O baterista Pedro Caetano, da banda de reggae Ponto de Equilíbrio, discorda. Para ele, é questão de honra não gastar dinheiro em bocas de fumo. Ele viu o pai ser morto por traficantes, em Vila Isabel, em 2004. Usuário de maconha, desde o crime ele cultivava a planta. Há dois meses, teve a casa, em Niterói, invadida pela polícia. Foi preso, acusado de tráfico, por ter 14 pés no quintal, e chegou a dividir cela com 70 pessoas.

Seu advogado convenceu o promotor e o juiz que o músico era usuário, não traficante. Pela lei, quem adquire ou semeia maconha para consumo pessoal não é preso, mas pode ser obrigado a prestar serviços à comunidade ou a frequentar programas educativos.

O problema, segundo especialistas, é que os critérios para determinar se a droga se destina ao consumo pessoal são subjetivos.

**DADOS FORNECIDOS**:

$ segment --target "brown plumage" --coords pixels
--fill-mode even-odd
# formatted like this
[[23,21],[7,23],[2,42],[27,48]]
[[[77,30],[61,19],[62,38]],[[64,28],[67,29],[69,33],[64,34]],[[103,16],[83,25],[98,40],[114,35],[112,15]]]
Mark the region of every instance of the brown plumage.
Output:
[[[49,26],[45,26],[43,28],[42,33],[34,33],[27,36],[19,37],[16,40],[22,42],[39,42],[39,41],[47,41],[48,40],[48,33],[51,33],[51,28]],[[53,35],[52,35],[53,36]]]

**REQUISITOS DO EXERCÍCIO**: Reescreva o trecho do documento entre "Seu advogado convenceu" e "pessoal são subjetivos.", inclusive, substituindo "promotor" por "delegado". O material não tem relação com o trecho do documento.

**RESPOSTA**:
Seu advogado convenceu o delegado e o juiz que o músico era usuário, não traficante. Pela lei, quem adquire ou semeia maconha para consumo pessoal não é preso, mas pode ser obrigado a prestar serviços à comunidade ou a frequentar programas educativos.

O problema, segundo especialistas, é que os critérios para determinar se a droga se destina ao consumo pessoal são subjetivos.